Directions:
1. In the Freddie Lindgren biography, what average did Lindgren post in the UK in 2009?
2. Extend the Freddie Lindgren biography, picking up right after its final sentence.

Supplied passage:
Jan Fredrik Tobias (Freddie) Lindgren (born 15 September 1985) is a Swedish motorcycle speedway rider.  He has twice won the bronze medal at the Speedway World Championship and won the world team championships in 2015.

Career
Born in Örebro, Sweden. Lindgren's father Tommy was a speedway rider before him, and his younger brother Ludvig also rides. Lindgren first appeared for Wolverhampton Wolves during the 2003 season as the team struggled with injuries. At the age of just 17, Freddie made his debut for the team and impressed enough to be brought back the following season when again injuries hit the club.

In 2005, he moved over to full-time and averaged 7.44 for Wolves in his debut full season and in 2006 he improved to average 8.12. In 2007 as Freddie started to show up more on the World scene, he averaged 8.35 again for Wolves. Also in 2007, he was awarded a permanent wild card place for the 2008 Speedway Grand Prix series. During the 2008 season, Freddie was awarded with the Wolves captaincy role, previously held by fellow Swede Peter Karlsson and as a full-time Grand Prix rider he averaged 8.52 for Wolves. Due to his top 10 finish in the 2008 SGP, Lindgren was awarded a second successive permanent wild card place for the 2009 Speedway Grand Prix. 

In 2010, he finished 11th on 87 points but qualified for the 2011 Series after beating Janusz Kolodiej and Magnus Zetterstrom in a run-off in the GP Challenge Final.

 

In 2009, Lindgren topped the averages in the UK with a 10.43 average and only dropped 7 points at home all season. Wolverhampton went on to win the Elite League title. 2010 saw him again back at Wolverhampton where his brother Ludvig also gained a place. Again he finished as the highest averaging rider in the Elite League and helped Wolves reach the title playoffs.

Study material:
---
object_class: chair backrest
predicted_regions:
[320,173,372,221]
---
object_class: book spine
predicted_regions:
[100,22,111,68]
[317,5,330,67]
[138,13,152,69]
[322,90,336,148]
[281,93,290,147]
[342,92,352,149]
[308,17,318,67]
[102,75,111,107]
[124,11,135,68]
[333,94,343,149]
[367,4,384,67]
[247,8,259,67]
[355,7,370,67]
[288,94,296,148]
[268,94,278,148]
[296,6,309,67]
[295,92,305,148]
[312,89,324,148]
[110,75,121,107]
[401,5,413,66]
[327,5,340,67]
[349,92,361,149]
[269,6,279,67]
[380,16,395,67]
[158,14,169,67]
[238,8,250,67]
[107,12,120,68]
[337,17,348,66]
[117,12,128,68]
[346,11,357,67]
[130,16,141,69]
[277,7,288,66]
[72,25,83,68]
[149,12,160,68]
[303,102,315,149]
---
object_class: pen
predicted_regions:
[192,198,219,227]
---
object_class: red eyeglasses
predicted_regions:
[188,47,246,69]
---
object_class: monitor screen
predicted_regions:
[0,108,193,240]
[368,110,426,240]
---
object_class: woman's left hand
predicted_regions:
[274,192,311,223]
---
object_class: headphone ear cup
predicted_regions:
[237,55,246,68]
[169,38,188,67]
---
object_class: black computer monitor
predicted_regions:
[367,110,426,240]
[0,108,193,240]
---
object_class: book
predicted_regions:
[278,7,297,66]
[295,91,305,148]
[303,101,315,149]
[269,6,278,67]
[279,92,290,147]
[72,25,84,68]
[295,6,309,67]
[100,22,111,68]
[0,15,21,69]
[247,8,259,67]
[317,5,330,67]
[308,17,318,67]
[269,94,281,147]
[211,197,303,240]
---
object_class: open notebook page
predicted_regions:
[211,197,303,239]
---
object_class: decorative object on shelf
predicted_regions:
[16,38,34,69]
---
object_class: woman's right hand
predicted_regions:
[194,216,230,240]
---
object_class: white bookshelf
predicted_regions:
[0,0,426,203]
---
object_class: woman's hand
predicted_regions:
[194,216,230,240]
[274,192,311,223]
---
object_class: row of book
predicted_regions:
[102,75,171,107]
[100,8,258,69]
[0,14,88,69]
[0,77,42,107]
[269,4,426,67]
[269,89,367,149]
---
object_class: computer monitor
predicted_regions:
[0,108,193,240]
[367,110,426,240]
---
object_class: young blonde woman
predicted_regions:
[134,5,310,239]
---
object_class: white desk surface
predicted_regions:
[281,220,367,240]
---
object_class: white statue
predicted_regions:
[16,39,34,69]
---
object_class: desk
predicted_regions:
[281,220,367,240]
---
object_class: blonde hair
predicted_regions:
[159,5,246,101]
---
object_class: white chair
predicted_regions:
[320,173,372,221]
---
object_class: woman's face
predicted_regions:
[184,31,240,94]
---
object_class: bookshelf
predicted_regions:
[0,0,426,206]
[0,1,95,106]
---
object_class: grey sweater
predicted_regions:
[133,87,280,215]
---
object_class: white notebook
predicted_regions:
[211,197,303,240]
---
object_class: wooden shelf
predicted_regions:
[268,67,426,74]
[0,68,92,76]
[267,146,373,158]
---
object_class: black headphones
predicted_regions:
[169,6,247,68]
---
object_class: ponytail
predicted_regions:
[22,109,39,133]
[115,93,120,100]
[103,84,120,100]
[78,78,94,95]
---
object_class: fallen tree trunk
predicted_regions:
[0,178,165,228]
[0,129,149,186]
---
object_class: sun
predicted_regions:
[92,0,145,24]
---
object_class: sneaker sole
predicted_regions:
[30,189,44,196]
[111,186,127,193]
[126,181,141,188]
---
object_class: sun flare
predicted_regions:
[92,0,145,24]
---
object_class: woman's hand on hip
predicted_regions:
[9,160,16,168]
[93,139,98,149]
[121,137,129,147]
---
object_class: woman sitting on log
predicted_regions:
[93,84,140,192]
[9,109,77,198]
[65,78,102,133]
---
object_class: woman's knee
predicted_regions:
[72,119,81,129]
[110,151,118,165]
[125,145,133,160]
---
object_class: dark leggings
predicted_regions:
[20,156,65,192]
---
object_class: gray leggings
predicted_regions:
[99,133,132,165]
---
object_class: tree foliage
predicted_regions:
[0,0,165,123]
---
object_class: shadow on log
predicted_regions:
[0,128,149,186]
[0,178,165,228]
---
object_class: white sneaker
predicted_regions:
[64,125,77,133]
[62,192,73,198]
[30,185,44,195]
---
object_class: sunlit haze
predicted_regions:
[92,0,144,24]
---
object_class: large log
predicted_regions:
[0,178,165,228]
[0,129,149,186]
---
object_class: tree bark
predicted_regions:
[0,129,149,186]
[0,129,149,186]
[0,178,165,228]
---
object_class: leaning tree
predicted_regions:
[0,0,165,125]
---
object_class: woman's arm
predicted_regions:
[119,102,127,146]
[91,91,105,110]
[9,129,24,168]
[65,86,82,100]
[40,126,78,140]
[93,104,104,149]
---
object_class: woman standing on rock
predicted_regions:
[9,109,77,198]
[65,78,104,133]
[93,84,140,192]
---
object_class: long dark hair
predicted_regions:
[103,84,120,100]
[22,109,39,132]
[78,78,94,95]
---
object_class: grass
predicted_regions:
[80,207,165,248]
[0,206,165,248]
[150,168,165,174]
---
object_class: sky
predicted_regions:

Results:
1. He posted a 10.43 average.

2.
During the 2015 Speedway World Cup, he was part of the Swedish team that won the world team title. He had previously finished runner-up twice (2005 & 2006) and third three times. In 2016, Lindgren won the Elite League with Wolves and also won the Elite League Riders' Championship at the end of the season. Lindgren's 2017 season for Wolves would be his last in the United Kingdom, bringing a 14 year  spell to an end.

In 2020, he finished third and won the bronze medal in the World Championship for the second time, the 2020 Speedway Grand Prix season saw him collect 117 points including winning the Gorzów Grand Prix.

In 2021, he rode for Västervik Speedway but was later diagnosed with Long COVID and was forced to end his season early. Despite the illness he managed to finish in fourth place during the 2021 Speedway Grand Prix. In 2022, Lindgren finished in fourth place again in the 2022 Speedway World Championship, after securing 103 points during the 2022 Speedway Grand Prix.

Major results

World individual Championship
2004 Speedway Grand Prix - 31st
2006 Speedway Grand Prix - 20th
2007 Speedway Grand Prix - 16th
2008 Speedway Grand Prix - 10th
2009 Speedway Grand Prix - 9th
2010 Speedway Grand Prix - 11th
2011 Speedway Grand Prix - 9th
2012 Speedway Grand Prix - 8th (including Swedish grand prix win)
2013 Speedway Grand Prix - 11th
2014 Speedway Grand Prix - 10th
2016 Speedway Grand Prix - 11th
2017 Speedway Grand Prix - 8th (including Warsaw grand prix win)
2018 Speedway Grand Prix - 3rd (including Czech Republic grand prix win)
2019 Speedway Grand Prix - 4th (including Swedish grand prix win)
2020 Speedway Grand Prix - 3rd (including Gorzów grand prix win)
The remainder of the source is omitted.